DATA SUPPLIED:
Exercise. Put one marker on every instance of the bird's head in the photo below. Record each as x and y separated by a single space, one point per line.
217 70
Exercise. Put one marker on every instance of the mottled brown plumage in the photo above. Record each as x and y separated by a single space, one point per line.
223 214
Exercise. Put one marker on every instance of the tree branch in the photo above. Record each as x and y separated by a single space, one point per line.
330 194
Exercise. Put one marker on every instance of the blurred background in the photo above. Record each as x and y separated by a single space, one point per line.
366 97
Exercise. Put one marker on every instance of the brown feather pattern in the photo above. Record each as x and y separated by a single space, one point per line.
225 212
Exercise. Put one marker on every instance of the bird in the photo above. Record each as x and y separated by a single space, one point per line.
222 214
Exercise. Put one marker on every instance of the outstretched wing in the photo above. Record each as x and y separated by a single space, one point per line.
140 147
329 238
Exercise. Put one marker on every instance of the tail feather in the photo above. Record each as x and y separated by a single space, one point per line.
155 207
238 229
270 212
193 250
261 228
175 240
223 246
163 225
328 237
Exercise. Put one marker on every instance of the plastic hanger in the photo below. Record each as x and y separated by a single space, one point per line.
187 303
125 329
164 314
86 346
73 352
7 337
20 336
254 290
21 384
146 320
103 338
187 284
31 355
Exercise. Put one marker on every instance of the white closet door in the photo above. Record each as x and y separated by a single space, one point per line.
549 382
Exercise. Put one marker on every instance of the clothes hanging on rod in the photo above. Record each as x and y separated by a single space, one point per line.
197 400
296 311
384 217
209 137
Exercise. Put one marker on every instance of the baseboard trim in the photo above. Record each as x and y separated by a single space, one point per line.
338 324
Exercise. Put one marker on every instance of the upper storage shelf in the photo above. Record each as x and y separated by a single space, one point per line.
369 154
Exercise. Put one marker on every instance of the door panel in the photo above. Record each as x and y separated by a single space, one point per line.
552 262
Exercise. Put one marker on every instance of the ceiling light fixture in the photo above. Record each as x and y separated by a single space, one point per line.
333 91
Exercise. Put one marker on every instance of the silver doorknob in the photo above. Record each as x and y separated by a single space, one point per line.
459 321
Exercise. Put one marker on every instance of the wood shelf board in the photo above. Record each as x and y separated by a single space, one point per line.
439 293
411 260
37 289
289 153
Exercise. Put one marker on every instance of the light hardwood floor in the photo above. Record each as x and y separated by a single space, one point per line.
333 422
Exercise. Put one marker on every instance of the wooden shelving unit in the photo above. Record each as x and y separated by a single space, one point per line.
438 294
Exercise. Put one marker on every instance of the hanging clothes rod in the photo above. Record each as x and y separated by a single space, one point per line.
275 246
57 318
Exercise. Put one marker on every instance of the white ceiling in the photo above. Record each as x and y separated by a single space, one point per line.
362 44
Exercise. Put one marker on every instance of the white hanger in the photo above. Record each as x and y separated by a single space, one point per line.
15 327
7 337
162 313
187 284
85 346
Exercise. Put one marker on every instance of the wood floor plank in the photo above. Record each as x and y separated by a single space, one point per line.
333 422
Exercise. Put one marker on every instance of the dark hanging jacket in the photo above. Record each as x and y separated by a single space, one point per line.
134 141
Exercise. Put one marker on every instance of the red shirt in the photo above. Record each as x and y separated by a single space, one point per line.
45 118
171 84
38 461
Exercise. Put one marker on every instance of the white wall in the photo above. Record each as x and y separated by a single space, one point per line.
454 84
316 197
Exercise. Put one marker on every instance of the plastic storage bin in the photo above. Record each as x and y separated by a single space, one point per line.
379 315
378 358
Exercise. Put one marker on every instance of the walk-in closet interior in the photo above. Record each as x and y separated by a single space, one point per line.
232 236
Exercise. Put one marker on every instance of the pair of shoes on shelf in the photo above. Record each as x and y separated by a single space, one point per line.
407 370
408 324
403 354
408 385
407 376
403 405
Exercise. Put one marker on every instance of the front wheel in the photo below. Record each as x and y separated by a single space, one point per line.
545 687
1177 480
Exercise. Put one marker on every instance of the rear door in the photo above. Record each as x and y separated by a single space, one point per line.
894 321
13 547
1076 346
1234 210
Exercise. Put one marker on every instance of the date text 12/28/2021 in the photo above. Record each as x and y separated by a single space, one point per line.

WORK INSTRUCTIONS:
Can you format the listing lines above, from the line containing "Exercise. Put one marker on every instance of the rear" up to and including the final line of the listing, as a Markdown table with the columns Row and Listing line, leaving out any blank lines?

ANSWER TO THIS PROBLEM:
| Row | Listing line |
|---|---|
| 1 | Exercise. Put one marker on every instance of the rear door in the photo above. Record each as x and y separated by a single space, one point per line. |
| 2 | 894 321 |
| 3 | 13 547 |
| 4 | 1076 346 |
| 5 | 1234 210 |
| 6 | Exercise. Put one marker on every instance of the date text 12/28/2021 in the photo above. Record each as x and y separated by a single space, one point per line. |